┌─ Extracted records

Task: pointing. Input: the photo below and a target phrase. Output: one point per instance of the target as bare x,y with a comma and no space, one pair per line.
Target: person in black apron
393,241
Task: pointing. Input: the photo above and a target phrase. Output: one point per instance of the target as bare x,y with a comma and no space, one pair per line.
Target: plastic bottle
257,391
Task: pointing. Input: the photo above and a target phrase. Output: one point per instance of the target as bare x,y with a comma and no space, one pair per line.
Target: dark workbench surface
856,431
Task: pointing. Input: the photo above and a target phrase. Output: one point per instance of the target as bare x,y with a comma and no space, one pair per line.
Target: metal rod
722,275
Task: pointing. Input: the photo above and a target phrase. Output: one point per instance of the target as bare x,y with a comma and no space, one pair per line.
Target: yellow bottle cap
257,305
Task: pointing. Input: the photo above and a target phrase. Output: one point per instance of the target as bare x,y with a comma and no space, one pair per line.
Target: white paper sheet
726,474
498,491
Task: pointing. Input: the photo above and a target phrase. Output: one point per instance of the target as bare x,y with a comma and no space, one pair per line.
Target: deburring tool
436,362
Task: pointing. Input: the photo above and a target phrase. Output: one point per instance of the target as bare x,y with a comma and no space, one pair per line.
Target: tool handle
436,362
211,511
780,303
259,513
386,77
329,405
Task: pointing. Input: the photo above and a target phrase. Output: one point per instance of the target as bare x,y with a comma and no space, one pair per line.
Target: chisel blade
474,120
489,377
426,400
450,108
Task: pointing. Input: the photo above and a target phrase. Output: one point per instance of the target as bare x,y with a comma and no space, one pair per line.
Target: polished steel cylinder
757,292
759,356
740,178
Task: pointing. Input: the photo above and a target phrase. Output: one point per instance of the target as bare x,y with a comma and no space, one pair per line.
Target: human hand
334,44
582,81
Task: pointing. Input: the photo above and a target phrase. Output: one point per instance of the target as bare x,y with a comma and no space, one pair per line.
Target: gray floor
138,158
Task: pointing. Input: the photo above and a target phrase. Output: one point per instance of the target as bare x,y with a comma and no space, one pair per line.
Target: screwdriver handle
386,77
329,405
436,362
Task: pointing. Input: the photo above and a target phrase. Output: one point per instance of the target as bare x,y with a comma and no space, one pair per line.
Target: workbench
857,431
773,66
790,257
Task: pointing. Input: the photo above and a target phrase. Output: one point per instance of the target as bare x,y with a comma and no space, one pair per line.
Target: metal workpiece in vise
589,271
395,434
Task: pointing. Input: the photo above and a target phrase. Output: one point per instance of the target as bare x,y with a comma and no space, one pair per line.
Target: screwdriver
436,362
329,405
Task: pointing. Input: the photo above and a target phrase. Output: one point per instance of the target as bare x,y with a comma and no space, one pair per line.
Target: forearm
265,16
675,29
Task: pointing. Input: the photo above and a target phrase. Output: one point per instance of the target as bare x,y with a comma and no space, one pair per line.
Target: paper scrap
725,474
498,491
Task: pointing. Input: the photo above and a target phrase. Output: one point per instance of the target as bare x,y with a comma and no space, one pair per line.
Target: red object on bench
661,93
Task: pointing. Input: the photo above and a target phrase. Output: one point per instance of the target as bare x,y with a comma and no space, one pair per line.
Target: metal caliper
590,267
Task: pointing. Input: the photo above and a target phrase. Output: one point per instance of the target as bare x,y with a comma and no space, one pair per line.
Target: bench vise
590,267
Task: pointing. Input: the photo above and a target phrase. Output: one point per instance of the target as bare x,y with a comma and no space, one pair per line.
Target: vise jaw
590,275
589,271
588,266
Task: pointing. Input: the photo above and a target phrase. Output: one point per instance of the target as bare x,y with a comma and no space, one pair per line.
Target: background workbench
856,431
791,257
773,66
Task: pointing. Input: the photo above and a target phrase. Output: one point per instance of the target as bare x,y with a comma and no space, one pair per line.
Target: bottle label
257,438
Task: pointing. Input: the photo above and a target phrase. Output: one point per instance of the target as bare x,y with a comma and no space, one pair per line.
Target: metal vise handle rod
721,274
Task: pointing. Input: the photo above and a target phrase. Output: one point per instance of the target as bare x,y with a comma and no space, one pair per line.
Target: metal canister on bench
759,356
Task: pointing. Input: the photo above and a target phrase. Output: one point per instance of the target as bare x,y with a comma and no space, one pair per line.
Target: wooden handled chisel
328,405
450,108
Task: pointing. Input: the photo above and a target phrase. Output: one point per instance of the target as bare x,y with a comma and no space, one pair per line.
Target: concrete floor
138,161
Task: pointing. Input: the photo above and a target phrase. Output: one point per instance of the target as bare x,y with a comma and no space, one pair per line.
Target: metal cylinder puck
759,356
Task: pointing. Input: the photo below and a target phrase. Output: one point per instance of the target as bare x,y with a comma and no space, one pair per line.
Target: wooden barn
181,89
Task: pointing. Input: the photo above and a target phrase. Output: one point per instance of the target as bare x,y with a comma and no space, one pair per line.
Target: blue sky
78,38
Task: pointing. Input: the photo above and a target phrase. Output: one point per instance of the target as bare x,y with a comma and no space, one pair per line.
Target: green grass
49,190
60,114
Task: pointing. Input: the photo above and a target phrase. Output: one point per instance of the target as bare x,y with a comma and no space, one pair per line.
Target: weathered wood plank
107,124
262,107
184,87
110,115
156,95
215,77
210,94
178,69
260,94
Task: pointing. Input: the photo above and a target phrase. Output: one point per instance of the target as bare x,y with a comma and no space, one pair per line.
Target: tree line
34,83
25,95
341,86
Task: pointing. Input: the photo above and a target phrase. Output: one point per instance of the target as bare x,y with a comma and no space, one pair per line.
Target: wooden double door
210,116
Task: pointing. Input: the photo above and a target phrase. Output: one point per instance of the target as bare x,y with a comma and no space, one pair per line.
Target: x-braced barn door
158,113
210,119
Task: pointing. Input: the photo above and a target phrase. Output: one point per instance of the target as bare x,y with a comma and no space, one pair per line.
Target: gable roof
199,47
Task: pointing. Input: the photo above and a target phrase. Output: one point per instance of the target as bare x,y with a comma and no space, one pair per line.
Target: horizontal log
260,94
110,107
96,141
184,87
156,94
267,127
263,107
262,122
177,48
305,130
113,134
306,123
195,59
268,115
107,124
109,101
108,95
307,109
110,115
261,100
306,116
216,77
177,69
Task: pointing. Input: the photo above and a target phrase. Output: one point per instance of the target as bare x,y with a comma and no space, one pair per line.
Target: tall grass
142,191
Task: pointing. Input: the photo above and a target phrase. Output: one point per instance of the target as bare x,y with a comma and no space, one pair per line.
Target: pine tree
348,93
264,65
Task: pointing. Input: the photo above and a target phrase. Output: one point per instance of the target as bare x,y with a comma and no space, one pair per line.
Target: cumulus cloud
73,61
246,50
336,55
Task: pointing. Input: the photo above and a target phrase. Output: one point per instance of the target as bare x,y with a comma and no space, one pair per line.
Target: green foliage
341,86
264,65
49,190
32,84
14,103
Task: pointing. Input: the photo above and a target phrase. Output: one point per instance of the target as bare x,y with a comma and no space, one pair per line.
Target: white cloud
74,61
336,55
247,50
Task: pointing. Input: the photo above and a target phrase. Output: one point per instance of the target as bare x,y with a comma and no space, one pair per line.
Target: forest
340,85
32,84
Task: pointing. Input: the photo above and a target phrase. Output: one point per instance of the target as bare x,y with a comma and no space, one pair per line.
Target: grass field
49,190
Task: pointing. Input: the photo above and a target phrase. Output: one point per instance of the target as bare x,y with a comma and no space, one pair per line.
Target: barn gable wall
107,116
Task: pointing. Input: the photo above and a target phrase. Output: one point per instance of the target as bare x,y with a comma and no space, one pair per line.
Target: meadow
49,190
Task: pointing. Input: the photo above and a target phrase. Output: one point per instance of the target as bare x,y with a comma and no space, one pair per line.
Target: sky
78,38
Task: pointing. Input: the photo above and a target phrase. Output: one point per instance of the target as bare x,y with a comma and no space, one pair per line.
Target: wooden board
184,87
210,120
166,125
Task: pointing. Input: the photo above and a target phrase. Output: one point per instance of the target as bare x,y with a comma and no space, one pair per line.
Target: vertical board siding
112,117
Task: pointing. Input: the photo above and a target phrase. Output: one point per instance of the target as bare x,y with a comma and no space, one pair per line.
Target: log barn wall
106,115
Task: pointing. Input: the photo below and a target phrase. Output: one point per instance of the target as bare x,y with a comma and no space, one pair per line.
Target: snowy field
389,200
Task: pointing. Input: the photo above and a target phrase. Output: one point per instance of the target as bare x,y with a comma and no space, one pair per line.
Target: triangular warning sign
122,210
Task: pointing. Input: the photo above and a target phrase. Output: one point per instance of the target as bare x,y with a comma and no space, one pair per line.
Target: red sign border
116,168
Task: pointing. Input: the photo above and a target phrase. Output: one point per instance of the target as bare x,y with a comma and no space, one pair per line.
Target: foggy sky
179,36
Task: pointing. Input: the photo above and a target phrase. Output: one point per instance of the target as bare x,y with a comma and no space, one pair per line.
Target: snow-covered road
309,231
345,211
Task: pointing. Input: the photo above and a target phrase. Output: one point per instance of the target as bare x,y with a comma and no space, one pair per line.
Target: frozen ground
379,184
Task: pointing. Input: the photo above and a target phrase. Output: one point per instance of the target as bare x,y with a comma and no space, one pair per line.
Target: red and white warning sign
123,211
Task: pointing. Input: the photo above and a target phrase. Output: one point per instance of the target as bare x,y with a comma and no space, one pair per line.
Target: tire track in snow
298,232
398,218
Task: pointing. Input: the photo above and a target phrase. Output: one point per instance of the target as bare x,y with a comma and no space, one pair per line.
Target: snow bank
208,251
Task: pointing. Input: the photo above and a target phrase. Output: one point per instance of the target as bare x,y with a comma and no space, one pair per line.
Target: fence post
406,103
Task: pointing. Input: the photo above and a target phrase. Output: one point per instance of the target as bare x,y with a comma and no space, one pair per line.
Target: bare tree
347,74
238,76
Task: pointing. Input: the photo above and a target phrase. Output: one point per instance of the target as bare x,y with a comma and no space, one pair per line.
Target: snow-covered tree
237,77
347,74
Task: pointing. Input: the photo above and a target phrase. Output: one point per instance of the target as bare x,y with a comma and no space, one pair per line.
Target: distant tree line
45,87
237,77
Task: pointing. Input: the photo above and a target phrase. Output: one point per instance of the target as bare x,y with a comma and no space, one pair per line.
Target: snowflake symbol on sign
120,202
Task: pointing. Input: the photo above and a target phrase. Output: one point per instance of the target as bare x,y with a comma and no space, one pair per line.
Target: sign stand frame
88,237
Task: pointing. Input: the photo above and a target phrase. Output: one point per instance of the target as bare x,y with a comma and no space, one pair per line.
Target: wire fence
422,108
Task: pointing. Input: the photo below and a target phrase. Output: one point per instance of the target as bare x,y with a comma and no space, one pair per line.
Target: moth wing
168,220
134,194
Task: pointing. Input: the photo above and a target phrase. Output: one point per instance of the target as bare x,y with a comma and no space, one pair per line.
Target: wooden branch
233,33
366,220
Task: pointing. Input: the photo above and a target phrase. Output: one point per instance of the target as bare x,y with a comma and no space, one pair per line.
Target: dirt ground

└─

## Goal
Give back every line in the records above that contains the word "warning".

## Result below
Target: triangular warning sign
Target: red and white warning sign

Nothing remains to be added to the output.